▶ _Your instructions_: Continue the text about the South Carolina church dispute, starting right after its final sentence.

▶ _Text shown_:
=== Section Start ===

As we now know, the counter-revolution had an extremely anti-democratic and potentially catastrophic side-effect. President Trump and his more virulent supporters attempted a coup d'état. They came very close to pulling it off. No president in American history had every tried to overthrow the government. Even though the reactionaries failed that time, they may not fail the next time their candidate loses an election and refuses to concede.

And so, we have to put the schism and the actions of the courts in the broader context of contemporary American life. The American people are now engaged in an escalating culture war. It will determine whether the nation continues on in its democratic revolution and becomes more and more a well-functioning pluralistic society of freedom and equality for all or whether the nation reverts to its pre-democratic revolution past and secures power for the white man. The first path will be majoritarian, the second minoritarian. The first would be democratic, the second fascist.

Will the United States Constitution survive this culture war? I suspect it will. It survived a cataclysmic civil war, after all. However, I also believe we are in for a far harder struggle to keep it that I had imagined a few years ago. 

No one has had a harder struggle for democracy that the French. In 1793, they declared a democratic republic, the first in modern western civilization. They granted universal manhood suffrage and proclaimed an egalitarian society and government. So, in just four years they went from absolute monarchy to a democratic republic. However, the ideal was not realized anytime soon. In the years to come, France went through two emperors, two kings, three bloody revolutions, numerous foreign wars, to wind up eighty years later where they had started in 1793, a democratic republic, where they are today.

I do not think we will have that kind of instability. We have had a relatively successful constitutional government for over two hundred years. However, I do think we are in for a good deal of strife while the counter-revolution runs its course.

I do think, too, this helps us understand why there was a schism in SC and why the courts have acted as they have. Everything has to be put in context to understand its meaning.

This is my take on what is happening now. What's yours?

Monday, June 27, 2022




TWO REPLIES TO TEC LAWYERS' RETURN



There have been two replies to the TEC lawyers' Return.

1-

One of the seven parishes with open petitions for rehearing before the South Carolina Supreme Court filed a reply to the Episcopal lawyers' Return of June 20. Attorneys for Holy Comforter, in Sumter, submitted to the SCSC today, "Reply of Church of the Holy Comforter."

=== Section End ===

▶ _Data records_:
=== Section Start ===

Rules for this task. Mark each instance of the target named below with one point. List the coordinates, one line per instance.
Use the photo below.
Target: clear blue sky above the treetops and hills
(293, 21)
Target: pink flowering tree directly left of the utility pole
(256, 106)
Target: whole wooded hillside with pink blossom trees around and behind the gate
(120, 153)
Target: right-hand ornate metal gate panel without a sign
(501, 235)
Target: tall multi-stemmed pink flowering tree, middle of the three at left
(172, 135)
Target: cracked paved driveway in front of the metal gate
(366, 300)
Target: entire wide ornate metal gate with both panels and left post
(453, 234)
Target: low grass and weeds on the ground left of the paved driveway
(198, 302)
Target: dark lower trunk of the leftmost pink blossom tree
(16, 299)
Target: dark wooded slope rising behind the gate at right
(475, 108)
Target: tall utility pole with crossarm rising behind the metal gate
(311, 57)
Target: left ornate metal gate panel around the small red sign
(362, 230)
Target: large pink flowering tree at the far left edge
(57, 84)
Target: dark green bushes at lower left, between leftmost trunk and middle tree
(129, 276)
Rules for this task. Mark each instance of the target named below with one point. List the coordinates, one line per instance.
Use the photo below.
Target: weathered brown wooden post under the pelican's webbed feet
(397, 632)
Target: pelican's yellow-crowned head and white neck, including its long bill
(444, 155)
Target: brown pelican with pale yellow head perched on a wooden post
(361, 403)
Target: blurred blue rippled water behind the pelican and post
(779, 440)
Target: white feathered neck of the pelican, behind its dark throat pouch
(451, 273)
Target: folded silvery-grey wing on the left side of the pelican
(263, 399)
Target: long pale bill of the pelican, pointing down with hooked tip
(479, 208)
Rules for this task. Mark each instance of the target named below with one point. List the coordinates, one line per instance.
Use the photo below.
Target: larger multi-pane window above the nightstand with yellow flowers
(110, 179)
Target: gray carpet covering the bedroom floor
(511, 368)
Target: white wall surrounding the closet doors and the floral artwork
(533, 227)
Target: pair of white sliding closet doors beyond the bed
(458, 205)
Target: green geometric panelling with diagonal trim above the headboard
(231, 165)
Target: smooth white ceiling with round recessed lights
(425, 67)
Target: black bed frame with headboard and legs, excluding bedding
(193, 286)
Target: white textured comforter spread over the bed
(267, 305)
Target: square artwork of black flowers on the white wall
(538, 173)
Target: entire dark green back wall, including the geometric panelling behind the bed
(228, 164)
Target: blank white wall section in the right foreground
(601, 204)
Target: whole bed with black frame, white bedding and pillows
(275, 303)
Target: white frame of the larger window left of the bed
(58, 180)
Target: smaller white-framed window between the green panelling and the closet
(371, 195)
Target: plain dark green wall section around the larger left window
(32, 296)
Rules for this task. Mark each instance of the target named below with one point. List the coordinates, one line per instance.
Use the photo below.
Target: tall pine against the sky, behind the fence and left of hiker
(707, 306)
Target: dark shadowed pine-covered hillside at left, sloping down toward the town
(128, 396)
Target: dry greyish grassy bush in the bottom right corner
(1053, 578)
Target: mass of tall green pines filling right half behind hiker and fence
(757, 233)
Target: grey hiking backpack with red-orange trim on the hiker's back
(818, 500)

=== Section End ===

▶ _Final answer_:
In the six-page paper, the attorneys argued that 1-Holy Comforter acceded to the Episcopal Church and the diocese in 1968, years before the Dennis Canon appeared (1979). 2-the parish did not accede to the Dennis Canon after 1979, and had no intent to create a trust for the national church. 3-the All Saints decision (2009) set the standard for creating a trust. 

The lawyers for the Episcopal side had argued in their Return of June 20 that all of the seven parishes in question had affirmed their accession to or adoption of the Dennis Canon after its creation in 1979. 

As for the standard of the All Saints decision, that was set aside by the SC Supreme Court in its Aug. 2, 2017 opinion. Four of the five justices agreed that All Saints was not relevant to the present case. At any rate, the SCSC ruled in favor of the local parish of All Saints, Pawleys Island, in 2009, because the diocese had granted a quit claim deed to the parish in 1903 and thereby relinquished any claim it might have had in a trust. No such argument is being made now---that the parishes had gained quit claim deeds before the Dennis Canon appeared.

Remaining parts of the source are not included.